=== TEXTO FORNECIDO ===

Jurisprudência Selecionada: CSM|SP: Inventário e Partilha. Formal de partilha que atribuiu o usufruto à viúva e a nua propriedade aos herdeiros. Até a partilha, meação e herança são partes ideais, ao tom de farta jurisprudência, nada obsta que se definam como sendo usufruto e nua propriedade, não se confundindo com doação e exigência do recolhimento de tributo. Apelação provida.

APELAÇÃO CÍVEL N.º 8.597-0/1 | SÃO VICENTE

Excelentíssimo Senhor Corregedor Geral:

I. A requerimento de CONCEPCION CONDE RIBEIRO, instaurou-se o presente procedimento de Dúvida Inversa, pretendendo a suscitada o registro, no Ofício Predial de São Vicente, de formal de partilha extraído dos autos do inventário dos bens deixados por Eduardo Ribeiro da Cunha.

Recusou-se o Serventuário ao registro porque, na partilha homologada, tocou à viúva meeira tão só o usufruto sobre os quatro bens imóveis que compunham o monte-mór, e às duas herdeiras filhas a nua-propriedade: essa forma de partilha importou em doação feita pelo cônjuge supérstite de sua meação. E a doação reclama instrumento público e satisfação de tributos devidos ao Estado federado.

O MM. Juiz Corregedor Permanente, acolhendo as razões aduzidas pelo suscitante, julgou procedente a dúvida, denegando ingresso ao título (fls. 118 v.).

Em tempestiva apelação (fls. 120/126), busca a suscitada a reforma integral do julgado. Sustenta que inúmeros julgados de nossos Tribunais afirmam a legalidade de partilha “causa mortis” efetuada nos moldes daquela ora em exame. Alega ter sido o imposto de transmissão “inter vivos” regularmente calculado e recolhido, com audiência da Fazenda Estadual. Ademais – prossegue a apelante – não hão de ser questionados no Juízo administrativo os critérios que orientaram a homologação da partilha, certo ainda que, no próprio Registro de Imóveis de São Vicente, lograram acesso outros formais de partilha nas mesmas condições do ora exibido.

Pelo improvimento do apelo, mantida a procedência da dúvida, é o posicionamento do Ministério Público, em primeiro se segundo graus (fls. 141/142 e 145/148).

É o relatório, em síntese do necessário.

II. Opino.

II.a. – Nos autos do inventário, a viúva meeira e as duas herdeiras filhas convencionaram partilha amigável em que, à primeira, se reservou unicamente o usufruto vitalício dos quatro bens imóveis arrolados, cabendo às herdeiras a nua-propriedade sobre os mesmos bens.

===

[TAREFAS]:
• A. No texto fornecido, quem requereu a instauração do procedimento de Dúvida Inversa?
• B. Por favor, liste todas as indicações de folhas (fls.) mencionadas no texto fornecido.
Responda com base apenas no texto fornecido.

=== DADOS FORNECIDOS ===

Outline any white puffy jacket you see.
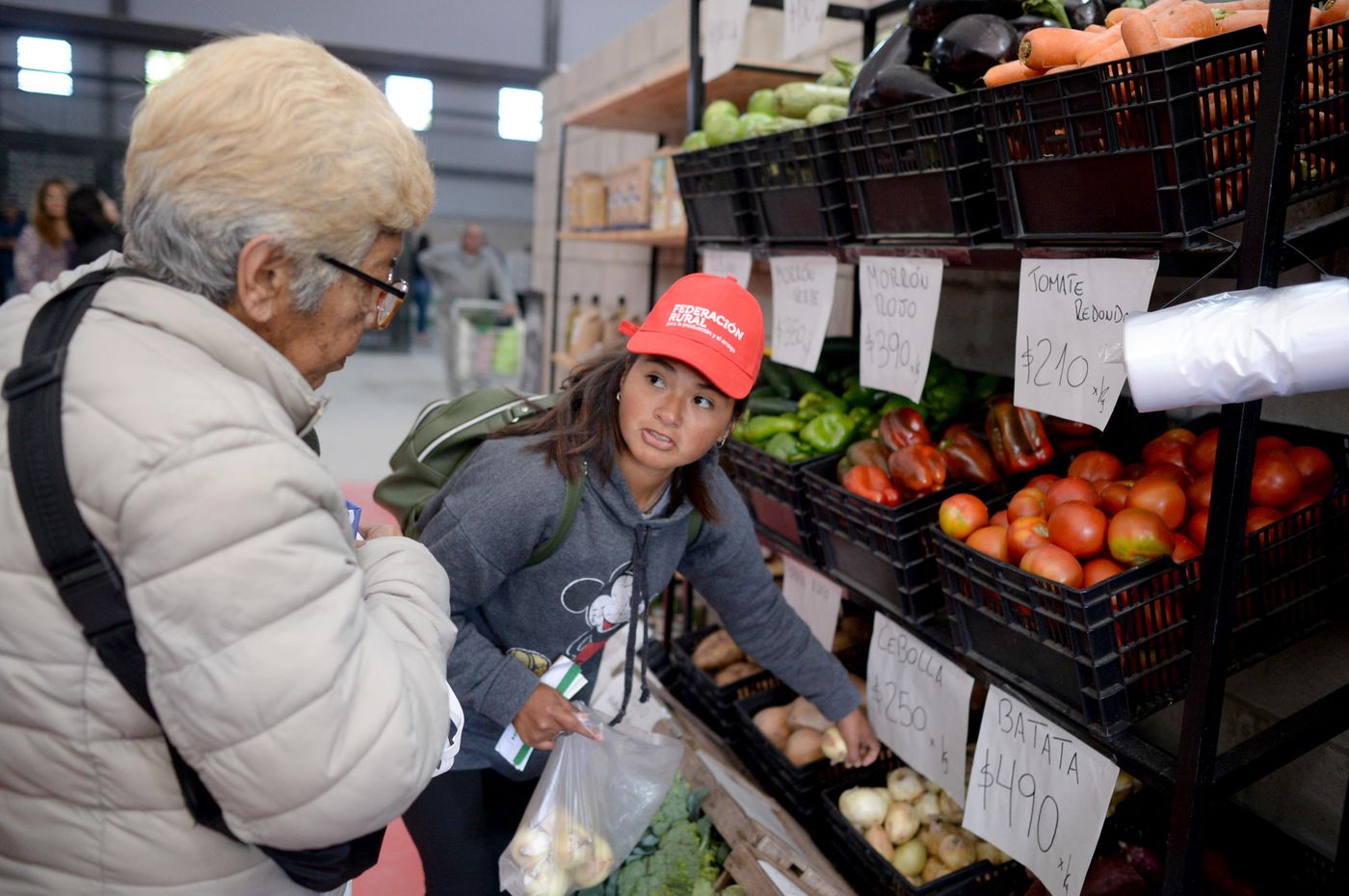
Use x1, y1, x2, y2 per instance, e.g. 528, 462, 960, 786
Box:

===

[RESPOSTAS]:
• A. Concepcion Conde Ribeiro.

• B.
- fls. 118 v.
- fls. 120/126
- fls. 141/142
- fls. 145/148